• **Exercise brief**
Report how many lines in the records below contain the word "pale". Nothing else belongs in the answer.

• **Working data**
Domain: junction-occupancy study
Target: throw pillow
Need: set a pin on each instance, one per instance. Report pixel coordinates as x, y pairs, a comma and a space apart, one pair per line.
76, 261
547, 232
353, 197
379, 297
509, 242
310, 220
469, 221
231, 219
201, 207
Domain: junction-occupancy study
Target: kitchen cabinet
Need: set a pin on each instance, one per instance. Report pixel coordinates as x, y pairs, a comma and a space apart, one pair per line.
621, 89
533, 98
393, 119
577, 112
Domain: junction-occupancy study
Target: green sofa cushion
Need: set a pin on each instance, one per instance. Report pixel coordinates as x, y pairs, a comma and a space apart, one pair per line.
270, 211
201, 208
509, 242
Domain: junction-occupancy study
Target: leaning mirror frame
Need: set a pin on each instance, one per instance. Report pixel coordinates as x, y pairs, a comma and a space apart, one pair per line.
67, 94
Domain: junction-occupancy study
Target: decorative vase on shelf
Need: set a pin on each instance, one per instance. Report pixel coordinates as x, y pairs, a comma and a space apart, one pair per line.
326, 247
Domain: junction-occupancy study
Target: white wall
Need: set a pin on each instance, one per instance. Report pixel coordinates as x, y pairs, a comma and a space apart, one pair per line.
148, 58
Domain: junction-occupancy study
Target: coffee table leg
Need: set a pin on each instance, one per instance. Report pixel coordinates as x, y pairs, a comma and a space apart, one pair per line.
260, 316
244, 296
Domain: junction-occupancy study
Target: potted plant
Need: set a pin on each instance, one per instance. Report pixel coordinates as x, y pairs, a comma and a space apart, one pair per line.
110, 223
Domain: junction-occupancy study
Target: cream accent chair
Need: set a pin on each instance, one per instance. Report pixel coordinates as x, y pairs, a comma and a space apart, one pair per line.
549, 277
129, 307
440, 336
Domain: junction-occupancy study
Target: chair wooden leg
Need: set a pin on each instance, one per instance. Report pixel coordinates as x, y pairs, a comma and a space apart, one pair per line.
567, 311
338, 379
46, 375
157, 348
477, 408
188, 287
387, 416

---

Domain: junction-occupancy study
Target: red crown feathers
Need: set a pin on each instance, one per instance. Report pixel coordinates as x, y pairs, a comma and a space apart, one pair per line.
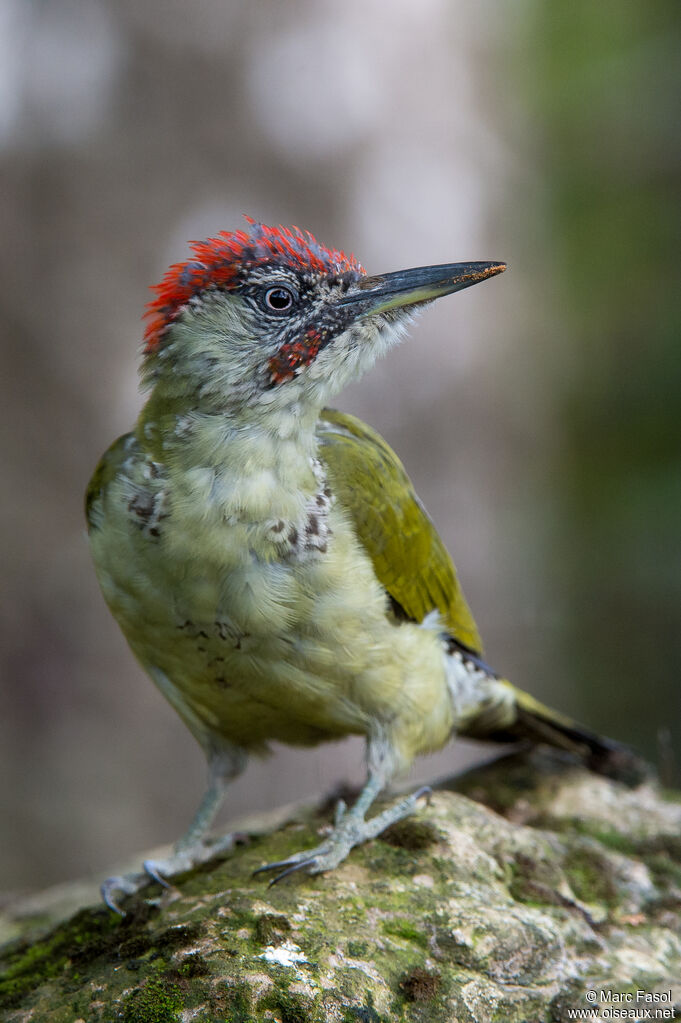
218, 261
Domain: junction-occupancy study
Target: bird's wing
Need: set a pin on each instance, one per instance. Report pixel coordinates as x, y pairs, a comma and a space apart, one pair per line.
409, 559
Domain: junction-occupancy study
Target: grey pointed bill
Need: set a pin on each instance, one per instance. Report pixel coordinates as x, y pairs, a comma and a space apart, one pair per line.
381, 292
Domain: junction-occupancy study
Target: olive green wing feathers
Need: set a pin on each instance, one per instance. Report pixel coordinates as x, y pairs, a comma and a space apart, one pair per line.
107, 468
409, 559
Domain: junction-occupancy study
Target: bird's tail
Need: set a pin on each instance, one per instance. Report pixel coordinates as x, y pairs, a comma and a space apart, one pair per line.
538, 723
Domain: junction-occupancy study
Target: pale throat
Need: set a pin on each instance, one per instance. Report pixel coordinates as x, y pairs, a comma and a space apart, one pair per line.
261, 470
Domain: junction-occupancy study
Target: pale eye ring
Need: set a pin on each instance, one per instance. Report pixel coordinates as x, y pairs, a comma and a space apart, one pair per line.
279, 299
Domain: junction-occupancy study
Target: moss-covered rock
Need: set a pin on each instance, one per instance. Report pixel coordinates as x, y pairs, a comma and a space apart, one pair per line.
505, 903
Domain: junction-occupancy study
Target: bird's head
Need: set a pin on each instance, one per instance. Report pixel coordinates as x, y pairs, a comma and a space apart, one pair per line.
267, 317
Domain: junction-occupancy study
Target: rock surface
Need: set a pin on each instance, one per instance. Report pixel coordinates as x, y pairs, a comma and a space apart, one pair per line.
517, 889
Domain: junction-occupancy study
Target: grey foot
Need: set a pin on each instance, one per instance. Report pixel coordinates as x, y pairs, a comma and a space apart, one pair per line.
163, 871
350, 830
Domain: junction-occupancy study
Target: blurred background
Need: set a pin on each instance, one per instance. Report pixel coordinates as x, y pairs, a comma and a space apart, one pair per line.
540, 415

• **Task response**
2